[Source material — start]

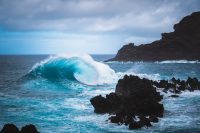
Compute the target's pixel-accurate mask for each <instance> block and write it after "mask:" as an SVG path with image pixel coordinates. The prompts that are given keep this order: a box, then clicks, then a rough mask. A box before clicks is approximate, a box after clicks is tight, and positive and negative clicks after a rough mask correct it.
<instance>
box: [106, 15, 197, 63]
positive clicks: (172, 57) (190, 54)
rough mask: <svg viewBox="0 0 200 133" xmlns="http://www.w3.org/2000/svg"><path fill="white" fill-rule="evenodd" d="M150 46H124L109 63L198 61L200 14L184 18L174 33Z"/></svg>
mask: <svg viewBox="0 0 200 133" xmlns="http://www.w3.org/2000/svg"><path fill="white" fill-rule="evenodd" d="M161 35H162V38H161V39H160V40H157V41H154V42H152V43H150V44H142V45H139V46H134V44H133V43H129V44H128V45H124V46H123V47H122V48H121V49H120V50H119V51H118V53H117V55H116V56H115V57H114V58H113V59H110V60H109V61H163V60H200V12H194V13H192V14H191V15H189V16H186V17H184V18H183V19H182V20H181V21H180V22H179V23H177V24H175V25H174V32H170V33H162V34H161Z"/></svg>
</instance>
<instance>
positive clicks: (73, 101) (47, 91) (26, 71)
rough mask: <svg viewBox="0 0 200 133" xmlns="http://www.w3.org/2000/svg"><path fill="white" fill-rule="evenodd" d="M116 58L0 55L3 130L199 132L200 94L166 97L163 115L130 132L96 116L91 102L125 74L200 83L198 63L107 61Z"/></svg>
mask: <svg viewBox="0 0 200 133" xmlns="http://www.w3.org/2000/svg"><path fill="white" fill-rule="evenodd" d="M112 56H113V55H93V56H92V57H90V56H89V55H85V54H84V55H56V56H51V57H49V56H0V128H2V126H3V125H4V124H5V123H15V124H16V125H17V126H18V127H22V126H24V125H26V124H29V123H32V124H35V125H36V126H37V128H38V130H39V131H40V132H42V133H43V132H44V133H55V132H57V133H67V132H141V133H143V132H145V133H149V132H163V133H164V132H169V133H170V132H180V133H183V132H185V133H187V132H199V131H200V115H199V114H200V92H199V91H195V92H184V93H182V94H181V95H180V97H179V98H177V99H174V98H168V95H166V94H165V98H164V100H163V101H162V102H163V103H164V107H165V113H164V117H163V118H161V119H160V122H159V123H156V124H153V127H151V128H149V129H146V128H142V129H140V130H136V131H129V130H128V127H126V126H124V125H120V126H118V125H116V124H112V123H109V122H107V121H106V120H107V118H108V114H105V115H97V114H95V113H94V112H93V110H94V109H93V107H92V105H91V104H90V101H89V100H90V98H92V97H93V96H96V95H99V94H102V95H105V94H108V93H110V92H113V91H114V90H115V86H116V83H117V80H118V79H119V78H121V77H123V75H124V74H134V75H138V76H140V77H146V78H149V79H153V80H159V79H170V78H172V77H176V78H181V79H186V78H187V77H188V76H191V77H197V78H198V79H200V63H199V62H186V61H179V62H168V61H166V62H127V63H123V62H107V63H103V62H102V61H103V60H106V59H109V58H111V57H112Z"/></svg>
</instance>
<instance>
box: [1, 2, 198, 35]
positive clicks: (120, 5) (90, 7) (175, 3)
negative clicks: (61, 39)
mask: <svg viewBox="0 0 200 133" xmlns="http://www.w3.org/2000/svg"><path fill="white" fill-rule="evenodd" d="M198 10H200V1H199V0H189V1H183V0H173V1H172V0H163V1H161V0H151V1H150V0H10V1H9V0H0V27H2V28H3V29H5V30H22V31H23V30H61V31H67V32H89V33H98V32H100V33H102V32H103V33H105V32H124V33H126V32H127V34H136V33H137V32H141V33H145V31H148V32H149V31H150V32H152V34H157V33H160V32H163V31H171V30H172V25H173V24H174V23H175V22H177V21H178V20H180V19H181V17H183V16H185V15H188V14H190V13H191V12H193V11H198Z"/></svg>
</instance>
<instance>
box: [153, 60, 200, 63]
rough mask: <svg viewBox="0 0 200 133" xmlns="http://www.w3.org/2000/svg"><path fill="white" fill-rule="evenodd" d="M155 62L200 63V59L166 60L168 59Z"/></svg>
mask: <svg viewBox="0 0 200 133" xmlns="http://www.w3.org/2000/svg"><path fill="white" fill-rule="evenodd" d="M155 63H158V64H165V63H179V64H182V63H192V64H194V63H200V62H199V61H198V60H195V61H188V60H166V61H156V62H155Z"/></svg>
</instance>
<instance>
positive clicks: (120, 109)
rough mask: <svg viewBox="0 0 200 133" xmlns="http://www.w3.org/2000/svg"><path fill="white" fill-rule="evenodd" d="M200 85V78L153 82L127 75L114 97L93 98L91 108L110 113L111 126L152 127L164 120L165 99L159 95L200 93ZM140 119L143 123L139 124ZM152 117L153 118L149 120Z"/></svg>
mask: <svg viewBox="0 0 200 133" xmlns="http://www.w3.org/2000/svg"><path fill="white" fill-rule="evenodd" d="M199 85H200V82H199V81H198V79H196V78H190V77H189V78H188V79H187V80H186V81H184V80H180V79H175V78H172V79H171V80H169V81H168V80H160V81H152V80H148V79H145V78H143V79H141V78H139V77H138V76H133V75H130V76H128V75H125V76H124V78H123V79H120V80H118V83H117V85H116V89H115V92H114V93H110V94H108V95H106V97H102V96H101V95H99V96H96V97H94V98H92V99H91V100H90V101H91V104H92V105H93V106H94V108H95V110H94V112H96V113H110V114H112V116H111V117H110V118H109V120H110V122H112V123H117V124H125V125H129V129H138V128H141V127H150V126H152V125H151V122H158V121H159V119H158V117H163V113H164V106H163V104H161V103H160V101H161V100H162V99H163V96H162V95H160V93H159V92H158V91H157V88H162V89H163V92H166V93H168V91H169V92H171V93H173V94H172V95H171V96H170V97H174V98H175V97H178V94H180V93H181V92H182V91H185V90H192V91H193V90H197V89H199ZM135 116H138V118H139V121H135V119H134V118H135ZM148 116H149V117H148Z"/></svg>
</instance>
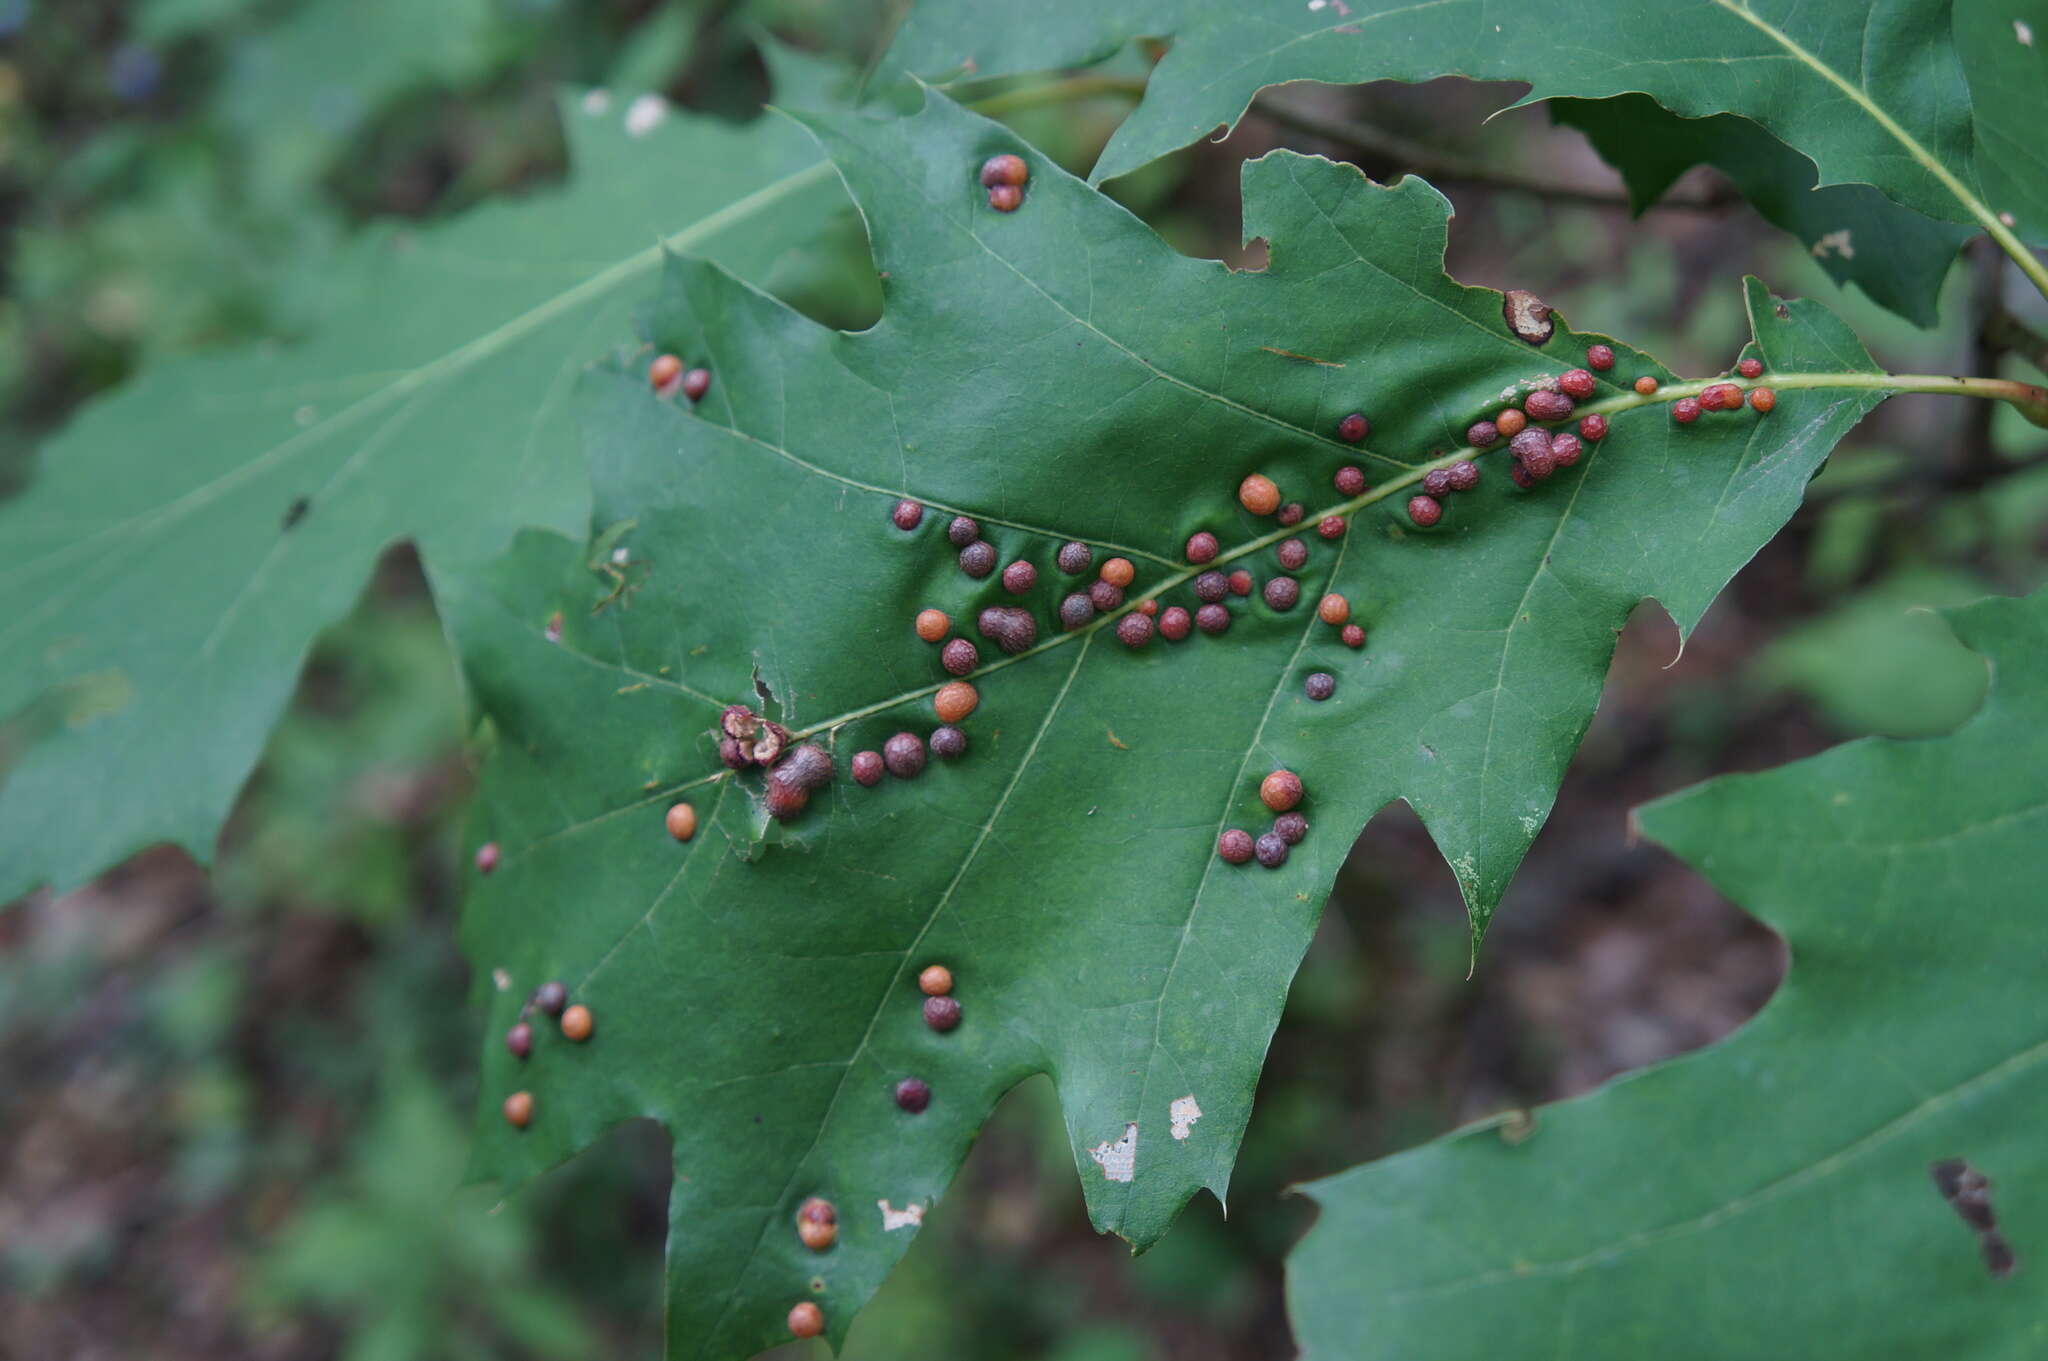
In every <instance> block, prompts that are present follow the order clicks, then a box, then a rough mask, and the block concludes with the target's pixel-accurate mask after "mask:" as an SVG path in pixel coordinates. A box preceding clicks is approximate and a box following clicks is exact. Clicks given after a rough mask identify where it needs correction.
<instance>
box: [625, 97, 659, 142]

[Source material — finish]

◆ **Work to complete**:
Rewrite the lines from the start of the records up to and including the line that contains "46H124L109 63L198 61L200" as a Markdown table with the columns "Row" and "Line text", numbering each row and leaving out blank lines and pictures.

◆ **Solution to this problem**:
| Row | Line text |
|---|---|
| 1 | Compute the target's pixel-accurate mask for each <instance> block and write it after "mask:" as an SVG path with image pixel coordinates. The prompts that are given keep this order: a box, then clicks, then a rough mask. A box before clicks is approximate, a box after clicks is tight, and positive and negative clicks after a rough mask correct it. |
| 2 | <instance> |
| 3 | box: [106, 15, 197, 63] |
| 4 | positive clicks: (172, 57) (190, 54) |
| 5 | rough mask: <svg viewBox="0 0 200 133" xmlns="http://www.w3.org/2000/svg"><path fill="white" fill-rule="evenodd" d="M150 46H124L109 63L198 61L200 14L184 18L174 33Z"/></svg> |